Required work – Omit every picture and return the rest of the data unaltered.

The data –
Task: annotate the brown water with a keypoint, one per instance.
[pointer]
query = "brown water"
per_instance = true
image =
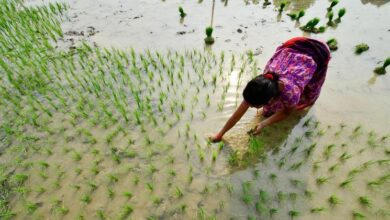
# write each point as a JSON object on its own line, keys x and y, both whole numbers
{"x": 351, "y": 95}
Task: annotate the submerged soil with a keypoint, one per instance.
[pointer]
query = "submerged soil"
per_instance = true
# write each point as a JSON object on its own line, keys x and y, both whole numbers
{"x": 168, "y": 167}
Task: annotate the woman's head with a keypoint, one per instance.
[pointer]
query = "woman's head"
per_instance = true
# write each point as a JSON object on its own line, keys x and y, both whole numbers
{"x": 261, "y": 89}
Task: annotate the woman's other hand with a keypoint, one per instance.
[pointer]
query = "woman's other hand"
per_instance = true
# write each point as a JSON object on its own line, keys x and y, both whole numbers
{"x": 215, "y": 138}
{"x": 258, "y": 129}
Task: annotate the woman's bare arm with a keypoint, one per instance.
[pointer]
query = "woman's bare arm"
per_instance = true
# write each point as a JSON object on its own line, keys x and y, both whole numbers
{"x": 278, "y": 116}
{"x": 240, "y": 111}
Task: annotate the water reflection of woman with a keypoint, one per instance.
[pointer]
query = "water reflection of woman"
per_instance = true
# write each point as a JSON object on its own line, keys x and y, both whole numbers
{"x": 292, "y": 80}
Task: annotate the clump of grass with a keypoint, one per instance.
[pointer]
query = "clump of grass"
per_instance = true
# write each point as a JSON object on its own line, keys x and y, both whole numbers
{"x": 317, "y": 209}
{"x": 209, "y": 35}
{"x": 381, "y": 70}
{"x": 178, "y": 192}
{"x": 334, "y": 200}
{"x": 273, "y": 211}
{"x": 332, "y": 4}
{"x": 233, "y": 158}
{"x": 256, "y": 145}
{"x": 246, "y": 197}
{"x": 76, "y": 156}
{"x": 340, "y": 14}
{"x": 297, "y": 16}
{"x": 293, "y": 213}
{"x": 181, "y": 12}
{"x": 322, "y": 180}
{"x": 126, "y": 211}
{"x": 273, "y": 177}
{"x": 110, "y": 192}
{"x": 365, "y": 201}
{"x": 31, "y": 206}
{"x": 360, "y": 48}
{"x": 86, "y": 199}
{"x": 260, "y": 208}
{"x": 346, "y": 182}
{"x": 358, "y": 215}
{"x": 128, "y": 194}
{"x": 311, "y": 26}
{"x": 282, "y": 6}
{"x": 332, "y": 44}
{"x": 330, "y": 18}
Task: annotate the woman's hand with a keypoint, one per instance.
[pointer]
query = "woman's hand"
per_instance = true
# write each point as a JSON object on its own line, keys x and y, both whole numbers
{"x": 258, "y": 128}
{"x": 215, "y": 138}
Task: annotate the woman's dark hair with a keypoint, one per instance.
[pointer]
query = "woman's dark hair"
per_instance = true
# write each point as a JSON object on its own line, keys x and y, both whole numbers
{"x": 261, "y": 89}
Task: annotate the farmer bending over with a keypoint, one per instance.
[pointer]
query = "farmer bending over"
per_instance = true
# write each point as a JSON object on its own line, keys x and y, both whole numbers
{"x": 292, "y": 80}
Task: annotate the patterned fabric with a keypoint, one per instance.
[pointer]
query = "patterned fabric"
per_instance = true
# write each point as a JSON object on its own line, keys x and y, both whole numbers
{"x": 301, "y": 79}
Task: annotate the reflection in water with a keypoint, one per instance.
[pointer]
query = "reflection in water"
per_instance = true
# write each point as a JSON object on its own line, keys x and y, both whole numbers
{"x": 296, "y": 5}
{"x": 272, "y": 136}
{"x": 225, "y": 1}
{"x": 375, "y": 2}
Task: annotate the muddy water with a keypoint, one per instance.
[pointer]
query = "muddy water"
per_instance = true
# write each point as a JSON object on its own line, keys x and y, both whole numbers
{"x": 351, "y": 95}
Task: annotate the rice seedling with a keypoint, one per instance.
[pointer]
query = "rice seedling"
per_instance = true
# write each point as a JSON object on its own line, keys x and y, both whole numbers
{"x": 311, "y": 26}
{"x": 182, "y": 13}
{"x": 334, "y": 200}
{"x": 346, "y": 182}
{"x": 360, "y": 48}
{"x": 322, "y": 180}
{"x": 260, "y": 208}
{"x": 19, "y": 179}
{"x": 31, "y": 206}
{"x": 76, "y": 156}
{"x": 209, "y": 38}
{"x": 355, "y": 171}
{"x": 128, "y": 194}
{"x": 22, "y": 191}
{"x": 40, "y": 190}
{"x": 340, "y": 14}
{"x": 266, "y": 3}
{"x": 317, "y": 209}
{"x": 293, "y": 214}
{"x": 358, "y": 215}
{"x": 282, "y": 6}
{"x": 365, "y": 201}
{"x": 43, "y": 164}
{"x": 214, "y": 156}
{"x": 332, "y": 4}
{"x": 330, "y": 18}
{"x": 328, "y": 151}
{"x": 157, "y": 200}
{"x": 78, "y": 171}
{"x": 93, "y": 186}
{"x": 86, "y": 199}
{"x": 332, "y": 43}
{"x": 381, "y": 70}
{"x": 150, "y": 186}
{"x": 76, "y": 186}
{"x": 273, "y": 177}
{"x": 178, "y": 192}
{"x": 345, "y": 156}
{"x": 43, "y": 175}
{"x": 334, "y": 167}
{"x": 100, "y": 214}
{"x": 126, "y": 211}
{"x": 296, "y": 166}
{"x": 308, "y": 194}
{"x": 233, "y": 158}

Written response –
Task: annotate the brown water with a keypoint, one per instance.
[pointer]
query = "brown water"
per_instance = true
image =
# write each point as a JSON object on its own line, keys x and y, both whole numbers
{"x": 351, "y": 95}
Task: annotate the submerged soil with a keypoint, one per instance.
[pointer]
query = "submerged soil"
per_instance = true
# write each point as a JSON object on its own line, keys x and y, both whole numbers
{"x": 168, "y": 167}
Task: annotate the woman's head with a keypoint, one per instance.
[pointer]
query = "woman's head"
per_instance = true
# write each point as a JSON object on its own line, keys x and y, both whole numbers
{"x": 261, "y": 89}
Task: annotate the woman's other hand with a keypoint, one per instance.
[pointer]
query = "woman's other hand"
per_instance = true
# write each point as a JSON object on its own line, keys x and y, both whole numbers
{"x": 215, "y": 138}
{"x": 258, "y": 129}
Task: annotate the woman's bare arm with a keypoint, one per instance.
[pointer]
query = "woman's bare arm"
per_instance = true
# write each point as a JSON object on its own line, keys x and y, both whole numbers
{"x": 278, "y": 116}
{"x": 240, "y": 111}
Task: annotate the water reflection of woman with a keypoint, one per instance.
[pointer]
query = "water reflection of woman"
per_instance = true
# write each point as a JSON object on its own line, keys x and y, both whole numbers
{"x": 292, "y": 80}
Task: annotate the clump of grass with a keypoint, one per instance.
[pointer]
query = "clump of grass"
per_instance = true
# write each point as a JSON object on its own line, keys x and y, both whole numbers
{"x": 317, "y": 209}
{"x": 209, "y": 35}
{"x": 381, "y": 70}
{"x": 178, "y": 192}
{"x": 334, "y": 200}
{"x": 273, "y": 211}
{"x": 332, "y": 4}
{"x": 233, "y": 158}
{"x": 256, "y": 145}
{"x": 246, "y": 197}
{"x": 76, "y": 156}
{"x": 340, "y": 14}
{"x": 297, "y": 16}
{"x": 293, "y": 213}
{"x": 181, "y": 12}
{"x": 322, "y": 180}
{"x": 126, "y": 211}
{"x": 273, "y": 177}
{"x": 110, "y": 192}
{"x": 365, "y": 201}
{"x": 31, "y": 206}
{"x": 360, "y": 48}
{"x": 86, "y": 199}
{"x": 260, "y": 208}
{"x": 346, "y": 182}
{"x": 358, "y": 215}
{"x": 128, "y": 194}
{"x": 311, "y": 26}
{"x": 282, "y": 6}
{"x": 332, "y": 44}
{"x": 330, "y": 18}
Task: annotate the woman's hand with a keypoint, one per instance.
[pointer]
query = "woman's hand"
per_instance = true
# write each point as a JSON object on its own line, keys x and y, both whole numbers
{"x": 258, "y": 128}
{"x": 215, "y": 138}
Task: annotate the woman's dark hair with a keypoint, one per instance.
[pointer]
query = "woman's dark hair"
per_instance = true
# write each point as a JSON object on its own line, keys x and y, both whole numbers
{"x": 261, "y": 89}
Task: annotate the farmer bending over with a keypoint, one per instance.
[pointer]
query = "farmer bending over"
per_instance = true
# write each point as a JSON object on its own line, keys x and y, both whole numbers
{"x": 292, "y": 80}
Task: annotate the patterned fabric with a keypoint, one per instance.
[pointer]
query = "patterned fabric"
per_instance = true
# write each point as a JSON object on its own line, keys x and y, both whole numbers
{"x": 301, "y": 79}
Task: annotate the reflection in water with a keypoint, one per instance.
[pointer]
query = "reflection in water"
per_instance = true
# write each point as a JSON object on its own line, keys x and y, both whole numbers
{"x": 296, "y": 5}
{"x": 272, "y": 136}
{"x": 225, "y": 1}
{"x": 375, "y": 2}
Task: annotate the muddy water with a keypoint, one per instance.
[pointer]
query = "muddy water"
per_instance = true
# write each point as a JSON object on its own line, keys x and y, both whole numbers
{"x": 351, "y": 95}
Task: annotate the rice seedling with a keypoint, one per instance.
[pointer]
query = "rice seedling"
per_instance = true
# write each point as a JSON object on its own line, keys x and y, both whole numbers
{"x": 311, "y": 26}
{"x": 182, "y": 13}
{"x": 334, "y": 200}
{"x": 346, "y": 182}
{"x": 360, "y": 48}
{"x": 322, "y": 180}
{"x": 260, "y": 208}
{"x": 19, "y": 179}
{"x": 31, "y": 206}
{"x": 76, "y": 156}
{"x": 209, "y": 38}
{"x": 355, "y": 171}
{"x": 128, "y": 194}
{"x": 22, "y": 191}
{"x": 40, "y": 190}
{"x": 340, "y": 14}
{"x": 266, "y": 3}
{"x": 317, "y": 209}
{"x": 293, "y": 214}
{"x": 358, "y": 215}
{"x": 282, "y": 6}
{"x": 365, "y": 201}
{"x": 43, "y": 164}
{"x": 214, "y": 156}
{"x": 332, "y": 4}
{"x": 330, "y": 18}
{"x": 328, "y": 151}
{"x": 157, "y": 200}
{"x": 78, "y": 171}
{"x": 93, "y": 186}
{"x": 86, "y": 199}
{"x": 332, "y": 43}
{"x": 381, "y": 70}
{"x": 150, "y": 186}
{"x": 76, "y": 186}
{"x": 273, "y": 177}
{"x": 178, "y": 192}
{"x": 345, "y": 156}
{"x": 43, "y": 175}
{"x": 334, "y": 167}
{"x": 100, "y": 214}
{"x": 126, "y": 211}
{"x": 296, "y": 166}
{"x": 308, "y": 194}
{"x": 233, "y": 158}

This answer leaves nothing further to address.